── Фрагмент документа

Идеология, основанная на этом «ценностном критерии», в годы «перестройки» и «реформ» была развёрнуто изложена на страницах журналов «Наш современник», «Москва» и «Молодая гвардия», авторы которых стали называть себя «государственниками». В их историко-публицистических статьях органически соединялись ненависть к большевизму и восхищение Сталиным. В своём дальнейшем развитии эта система взглядов органично вылилась в идеологию национальной буржуазии, противопоставившей себя компрадорской буржуазии и её политическим выразителям. Борьба этих двух фракций нарождающейся русской буржуазии в 90-е годы оттеснила на задний план все иные идеологические течения.

────

Назовите все журналы, которые упоминаются во фрагменте об идеологии «государственников». Материал здесь никак не используется.

── Предоставленные сведения

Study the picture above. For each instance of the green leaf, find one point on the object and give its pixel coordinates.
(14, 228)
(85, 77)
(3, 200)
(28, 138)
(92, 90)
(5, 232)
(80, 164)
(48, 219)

────

**Ответ:** «Наш современник», «Москва», «Молодая гвардия»